## [EXERCISE DIRECTIONS]
Recast the records below as a JSON list of strings with one string per line, leaving out blank lines and the pictures.

## [THE DATA]
═══

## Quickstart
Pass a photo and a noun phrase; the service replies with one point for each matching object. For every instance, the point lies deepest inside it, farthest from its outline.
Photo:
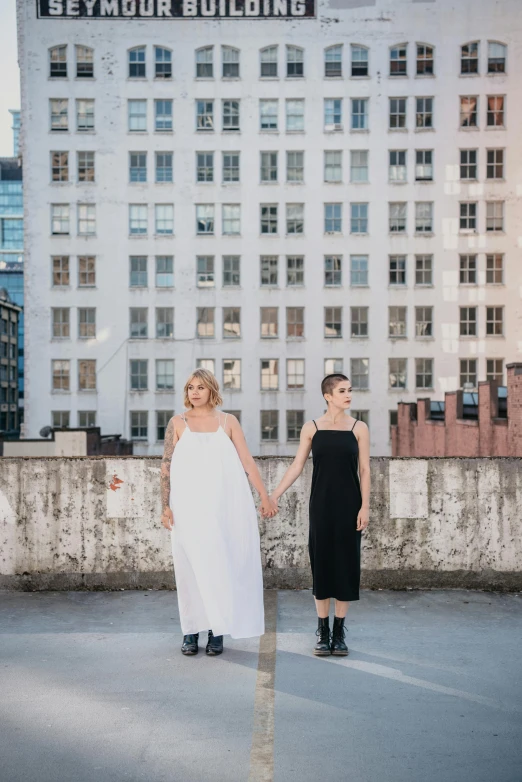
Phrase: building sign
(175, 9)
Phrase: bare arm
(296, 468)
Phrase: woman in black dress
(339, 507)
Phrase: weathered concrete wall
(95, 523)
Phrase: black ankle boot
(322, 646)
(190, 643)
(338, 645)
(215, 644)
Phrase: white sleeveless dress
(215, 538)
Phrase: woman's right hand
(167, 518)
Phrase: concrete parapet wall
(94, 523)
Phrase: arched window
(359, 55)
(137, 68)
(333, 61)
(58, 62)
(269, 62)
(204, 63)
(162, 63)
(230, 62)
(294, 62)
(84, 62)
(398, 60)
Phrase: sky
(10, 87)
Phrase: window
(333, 271)
(205, 322)
(204, 115)
(294, 115)
(398, 60)
(270, 425)
(468, 164)
(61, 370)
(359, 321)
(269, 62)
(58, 62)
(333, 166)
(163, 219)
(268, 113)
(424, 217)
(359, 165)
(162, 63)
(294, 270)
(231, 219)
(424, 60)
(138, 219)
(333, 220)
(204, 63)
(59, 114)
(496, 57)
(268, 166)
(468, 111)
(333, 322)
(295, 166)
(295, 373)
(138, 323)
(294, 62)
(231, 271)
(230, 57)
(163, 116)
(468, 216)
(164, 322)
(294, 322)
(397, 113)
(358, 218)
(230, 167)
(397, 217)
(137, 114)
(232, 374)
(137, 68)
(86, 219)
(59, 219)
(268, 269)
(468, 321)
(137, 166)
(333, 61)
(494, 268)
(495, 113)
(359, 60)
(85, 162)
(424, 113)
(269, 322)
(423, 165)
(59, 166)
(268, 218)
(204, 166)
(469, 58)
(397, 167)
(204, 219)
(164, 271)
(163, 166)
(397, 372)
(205, 271)
(230, 115)
(423, 321)
(495, 164)
(397, 269)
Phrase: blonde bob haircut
(210, 382)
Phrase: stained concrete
(94, 688)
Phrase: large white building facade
(275, 190)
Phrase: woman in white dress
(208, 506)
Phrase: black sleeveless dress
(334, 544)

═══

## [ANSWER TO THE EXERCISE]
[
  "## Quickstart",
  "Pass a photo and a noun phrase; the service replies with one point for each matching object. For every instance, the point lies deepest inside it, farthest from its outline.",
  "Photo:",
  "Phrase: building sign",
  "(175, 9)",
  "Phrase: bare arm",
  "(296, 468)",
  "Phrase: woman in black dress",
  "(339, 507)",
  "Phrase: weathered concrete wall",
  "(95, 523)",
  "Phrase: black ankle boot",
  "(322, 646)",
  "(190, 643)",
  "(338, 645)",
  "(215, 644)",
  "Phrase: white sleeveless dress",
  "(215, 538)",
  "Phrase: woman's right hand",
  "(167, 518)",
  "Phrase: concrete parapet wall",
  "(94, 523)",
  "Phrase: arched window",
  "(359, 55)",
  "(137, 68)",
  "(333, 61)",
  "(58, 62)",
  "(269, 62)",
  "(204, 63)",
  "(162, 63)",
  "(230, 62)",
  "(294, 62)",
  "(84, 62)",
  "(398, 60)",
  "Phrase: sky",
  "(10, 87)",
  "Phrase: window",
  "(333, 271)",
  "(205, 322)",
  "(204, 115)",
  "(294, 115)",
  "(398, 60)",
  "(270, 425)",
  "(468, 164)",
  "(61, 370)",
  "(359, 321)",
  "(269, 62)",
  "(58, 62)",
  "(333, 166)",
  "(163, 219)",
  "(268, 113)",
  "(424, 217)",
  "(359, 165)",
  "(162, 63)",
  "(294, 270)",
  "(231, 219)",
  "(424, 60)",
  "(138, 219)",
  "(333, 220)",
  "(204, 63)",
  "(59, 114)",
  "(496, 57)",
  "(268, 166)",
  "(468, 111)",
  "(333, 322)",
  "(295, 166)",
  "(295, 373)",
  "(138, 323)",
  "(294, 62)",
  "(231, 271)",
  "(230, 57)",
  "(163, 116)",
  "(468, 216)",
  "(164, 322)",
  "(294, 322)",
  "(397, 113)",
  "(358, 218)",
  "(230, 167)",
  "(397, 217)",
  "(137, 114)",
  "(232, 374)",
  "(137, 68)",
  "(86, 219)",
  "(59, 219)",
  "(268, 269)",
  "(468, 321)",
  "(137, 166)",
  "(333, 61)",
  "(494, 268)",
  "(495, 113)",
  "(359, 60)",
  "(85, 162)",
  "(424, 113)",
  "(269, 322)",
  "(423, 165)",
  "(59, 166)",
  "(268, 218)",
  "(204, 166)",
  "(469, 58)",
  "(397, 167)",
  "(204, 219)",
  "(164, 271)",
  "(163, 166)",
  "(397, 372)",
  "(205, 271)",
  "(230, 115)",
  "(423, 321)",
  "(495, 164)",
  "(397, 269)",
  "Phrase: blonde bob haircut",
  "(210, 382)",
  "Phrase: stained concrete",
  "(94, 688)",
  "Phrase: large white building facade",
  "(275, 190)",
  "Phrase: woman in white dress",
  "(208, 506)",
  "Phrase: black sleeveless dress",
  "(334, 544)"
]